**What to work on**
Rewrite the records from the line containing "Point to every instance of the rear wheel" through the end of the records, swapping "rear wheel" for "front wheel" and keeping everything else the same.

* Begin Data for processing *

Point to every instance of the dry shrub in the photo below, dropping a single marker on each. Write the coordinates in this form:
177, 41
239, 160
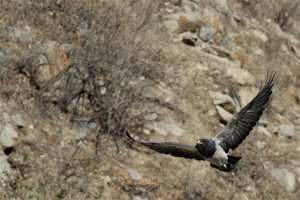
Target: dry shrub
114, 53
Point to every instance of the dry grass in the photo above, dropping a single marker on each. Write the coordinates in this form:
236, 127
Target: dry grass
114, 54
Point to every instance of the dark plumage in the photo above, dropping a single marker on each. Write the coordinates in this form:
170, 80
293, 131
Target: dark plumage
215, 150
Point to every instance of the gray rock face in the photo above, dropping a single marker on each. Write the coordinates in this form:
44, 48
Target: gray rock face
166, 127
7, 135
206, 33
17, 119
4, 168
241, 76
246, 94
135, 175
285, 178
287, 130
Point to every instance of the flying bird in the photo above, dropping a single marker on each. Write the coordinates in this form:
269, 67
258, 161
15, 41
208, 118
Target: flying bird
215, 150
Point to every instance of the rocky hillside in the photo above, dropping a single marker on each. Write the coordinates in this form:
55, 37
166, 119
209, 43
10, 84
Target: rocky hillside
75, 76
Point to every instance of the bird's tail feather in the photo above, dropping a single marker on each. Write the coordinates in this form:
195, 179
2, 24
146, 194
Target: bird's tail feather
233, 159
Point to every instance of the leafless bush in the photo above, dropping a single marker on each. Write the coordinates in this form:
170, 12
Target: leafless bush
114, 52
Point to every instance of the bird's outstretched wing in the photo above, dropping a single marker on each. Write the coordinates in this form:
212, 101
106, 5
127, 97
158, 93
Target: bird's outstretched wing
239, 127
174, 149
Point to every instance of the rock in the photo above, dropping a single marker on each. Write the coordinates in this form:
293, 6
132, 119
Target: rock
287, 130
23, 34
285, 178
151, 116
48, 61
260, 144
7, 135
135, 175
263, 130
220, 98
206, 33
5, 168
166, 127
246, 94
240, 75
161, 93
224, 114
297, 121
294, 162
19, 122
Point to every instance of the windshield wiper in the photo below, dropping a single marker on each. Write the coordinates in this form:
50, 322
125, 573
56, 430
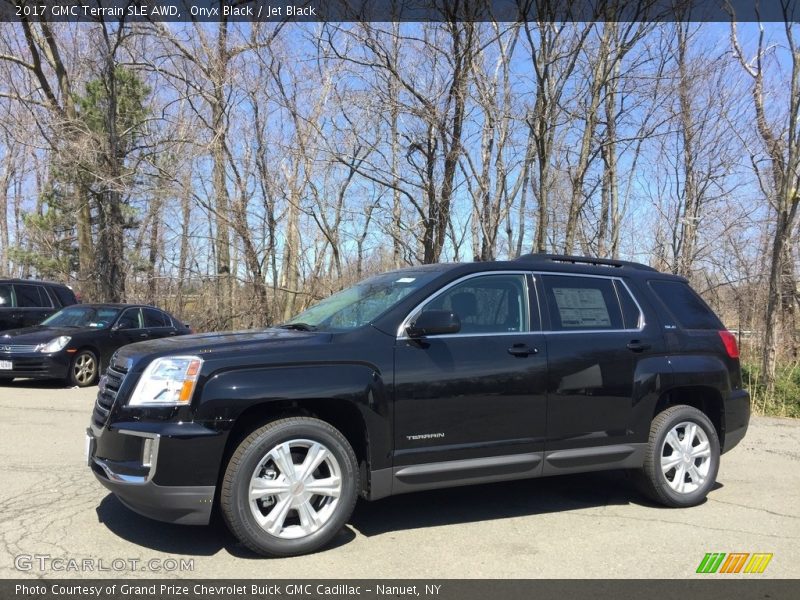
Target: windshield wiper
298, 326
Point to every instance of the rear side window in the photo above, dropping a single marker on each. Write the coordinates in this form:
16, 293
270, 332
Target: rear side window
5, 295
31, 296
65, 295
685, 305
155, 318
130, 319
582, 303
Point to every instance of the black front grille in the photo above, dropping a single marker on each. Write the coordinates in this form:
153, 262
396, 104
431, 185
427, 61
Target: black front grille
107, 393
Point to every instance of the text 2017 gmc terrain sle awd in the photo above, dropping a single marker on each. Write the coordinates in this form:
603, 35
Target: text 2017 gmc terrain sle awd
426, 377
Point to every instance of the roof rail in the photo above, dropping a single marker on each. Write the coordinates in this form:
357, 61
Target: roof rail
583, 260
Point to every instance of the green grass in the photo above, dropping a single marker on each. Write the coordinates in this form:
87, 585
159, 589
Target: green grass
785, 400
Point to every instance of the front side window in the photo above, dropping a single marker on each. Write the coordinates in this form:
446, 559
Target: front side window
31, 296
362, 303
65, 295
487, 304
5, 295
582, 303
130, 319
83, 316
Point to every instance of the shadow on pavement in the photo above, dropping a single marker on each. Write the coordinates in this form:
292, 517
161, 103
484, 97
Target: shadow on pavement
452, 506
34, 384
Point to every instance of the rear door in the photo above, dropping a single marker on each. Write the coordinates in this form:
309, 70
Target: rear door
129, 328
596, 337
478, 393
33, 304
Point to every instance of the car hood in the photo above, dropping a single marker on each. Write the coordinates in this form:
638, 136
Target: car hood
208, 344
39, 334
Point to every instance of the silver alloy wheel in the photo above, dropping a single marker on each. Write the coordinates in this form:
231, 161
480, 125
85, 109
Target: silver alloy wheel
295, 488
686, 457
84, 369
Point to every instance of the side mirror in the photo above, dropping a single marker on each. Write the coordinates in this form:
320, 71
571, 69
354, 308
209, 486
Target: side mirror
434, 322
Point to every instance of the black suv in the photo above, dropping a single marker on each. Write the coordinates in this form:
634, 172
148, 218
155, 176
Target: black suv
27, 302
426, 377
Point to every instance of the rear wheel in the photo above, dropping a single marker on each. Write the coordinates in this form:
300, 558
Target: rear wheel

* End Data for processing *

**Result for this task**
Point to every instance of the front wheel in the photo above, dropping a single marker on each. Write the coordinates in this form:
300, 558
Target: front wheel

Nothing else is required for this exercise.